## Provided records
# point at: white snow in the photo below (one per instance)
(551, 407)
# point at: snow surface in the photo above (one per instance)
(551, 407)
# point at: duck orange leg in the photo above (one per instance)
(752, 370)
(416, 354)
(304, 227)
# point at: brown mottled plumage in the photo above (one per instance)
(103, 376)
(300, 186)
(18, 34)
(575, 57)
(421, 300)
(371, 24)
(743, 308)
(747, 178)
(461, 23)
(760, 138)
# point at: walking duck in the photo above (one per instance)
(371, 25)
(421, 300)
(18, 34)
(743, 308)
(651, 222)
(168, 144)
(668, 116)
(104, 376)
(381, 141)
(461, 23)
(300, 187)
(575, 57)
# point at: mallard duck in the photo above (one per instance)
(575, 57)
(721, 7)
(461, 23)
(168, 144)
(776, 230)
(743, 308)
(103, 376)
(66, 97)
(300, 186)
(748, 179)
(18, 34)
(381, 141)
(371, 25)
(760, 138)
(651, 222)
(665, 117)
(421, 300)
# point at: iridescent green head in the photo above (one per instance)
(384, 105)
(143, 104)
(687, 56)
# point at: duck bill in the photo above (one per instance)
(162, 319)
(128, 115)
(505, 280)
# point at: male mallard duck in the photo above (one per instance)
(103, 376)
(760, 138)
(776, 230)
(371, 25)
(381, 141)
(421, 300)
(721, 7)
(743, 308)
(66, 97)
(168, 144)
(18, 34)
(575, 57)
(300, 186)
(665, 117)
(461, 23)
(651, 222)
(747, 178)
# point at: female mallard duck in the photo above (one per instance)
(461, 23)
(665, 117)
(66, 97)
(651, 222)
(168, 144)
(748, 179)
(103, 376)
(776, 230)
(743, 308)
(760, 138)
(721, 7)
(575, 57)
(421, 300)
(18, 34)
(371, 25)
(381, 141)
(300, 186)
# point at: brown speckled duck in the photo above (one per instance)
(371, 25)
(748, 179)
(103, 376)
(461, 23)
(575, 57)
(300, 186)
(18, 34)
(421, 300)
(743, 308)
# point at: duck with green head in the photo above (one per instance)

## Exercise aim
Update the records from the line that contains "# point at: duck orange" through the end of the records, changing "mallard" to "wild" and leaving everything else as it is. Give back only those lines.

## Problem solution
# point at: duck orange leg in the photo above (one per instance)
(752, 370)
(416, 354)
(304, 227)
# point at: brown mottled plumage in the photo above (one per instance)
(103, 376)
(300, 186)
(18, 34)
(575, 57)
(421, 300)
(371, 24)
(743, 308)
(747, 178)
(461, 23)
(760, 138)
# point at: walking duck in the photo above (one per instance)
(371, 25)
(421, 300)
(18, 34)
(743, 308)
(651, 222)
(168, 144)
(668, 116)
(104, 376)
(381, 141)
(461, 23)
(300, 187)
(575, 57)
# point at: wild duck in the photo above (one per instance)
(575, 57)
(721, 7)
(461, 23)
(168, 144)
(776, 230)
(743, 308)
(103, 376)
(66, 97)
(300, 186)
(748, 179)
(18, 34)
(381, 141)
(371, 25)
(760, 138)
(651, 222)
(665, 117)
(421, 300)
# point at: iridescent green head in the photo above (one per instance)
(384, 105)
(143, 104)
(687, 56)
# point at: duck bill in the photo above (one per instance)
(162, 319)
(128, 115)
(505, 280)
# point at: male wild duck in the photo above (one per instance)
(103, 376)
(760, 138)
(776, 230)
(371, 25)
(381, 141)
(421, 300)
(721, 7)
(743, 308)
(66, 97)
(168, 144)
(18, 34)
(575, 57)
(300, 186)
(665, 117)
(461, 23)
(651, 222)
(747, 178)
# point at: female wild duck in the photo above (one per instance)
(461, 23)
(665, 117)
(66, 97)
(651, 222)
(168, 144)
(748, 179)
(103, 376)
(776, 230)
(743, 308)
(760, 138)
(721, 7)
(575, 57)
(421, 300)
(18, 34)
(371, 25)
(381, 141)
(300, 186)
# point at: brown speckled duck in the photo above (one per instance)
(371, 25)
(748, 179)
(103, 376)
(461, 23)
(575, 57)
(300, 186)
(18, 34)
(421, 300)
(743, 308)
# point at: duck with green head in the photo above (one per instance)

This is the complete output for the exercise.